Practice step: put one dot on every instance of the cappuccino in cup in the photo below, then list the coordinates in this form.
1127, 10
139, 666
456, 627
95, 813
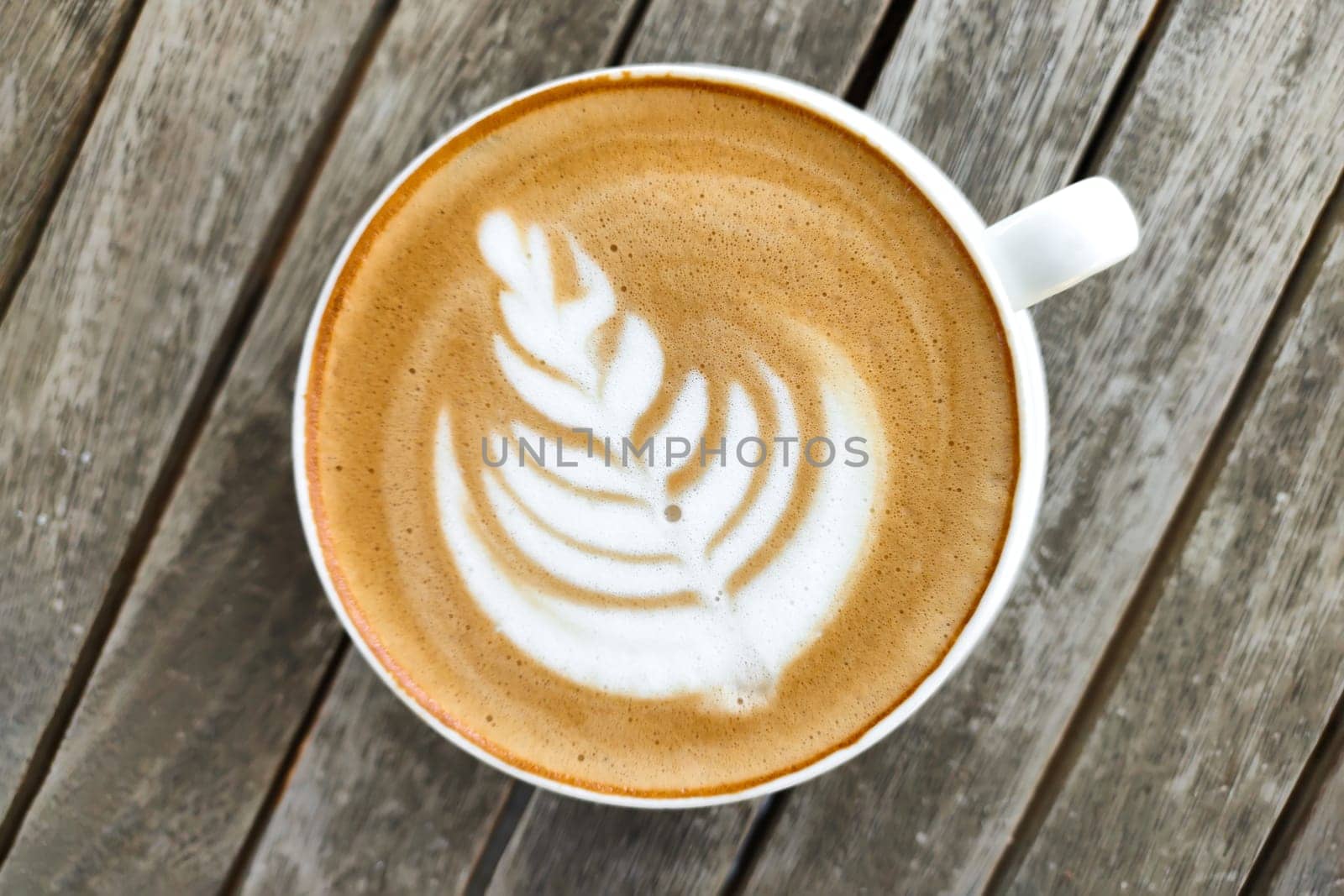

> Written instruction: Reproduce the records above line for line, leaving out the pictures.

> Exercise response:
Practice step: put one dot on every instance of the cappuccino in cup in the photo below, then list the coordinates in this form.
1127, 10
139, 666
456, 627
95, 813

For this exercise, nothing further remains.